↓
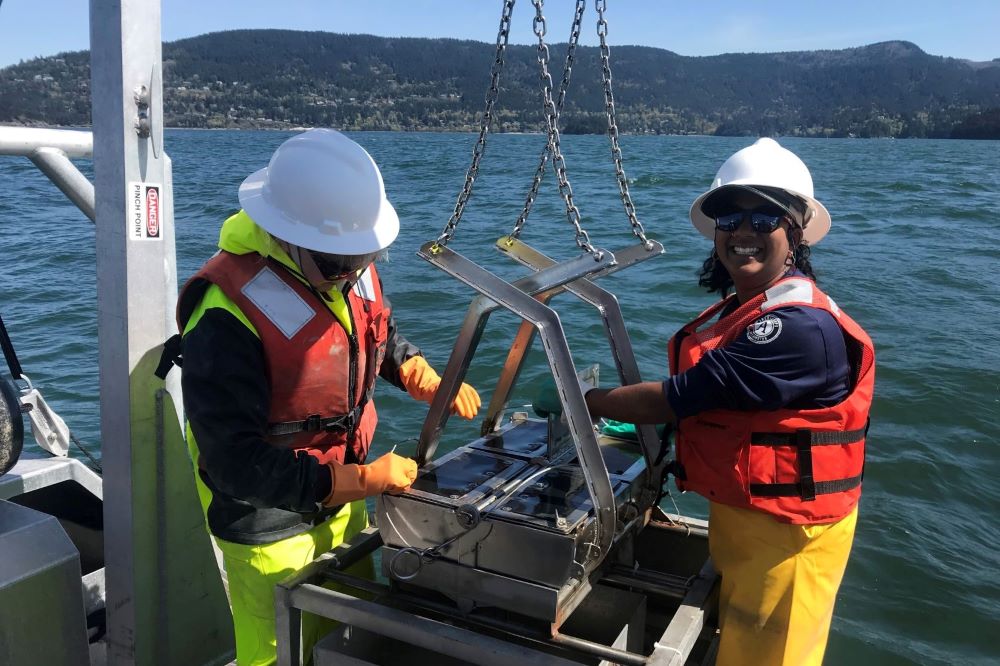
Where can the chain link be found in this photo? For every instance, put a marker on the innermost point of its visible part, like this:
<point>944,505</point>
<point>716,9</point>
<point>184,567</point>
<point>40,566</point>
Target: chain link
↑
WHAT IS NEEDED =
Reproduce the data above word for word, without the pictures.

OUTPUT OF THE EXERCISE =
Where can the chain link be found in this photo? For every instance, put a marker on the innermost point of its visible part, like this:
<point>944,505</point>
<point>716,9</point>
<point>184,567</point>
<point>40,566</point>
Target: chain link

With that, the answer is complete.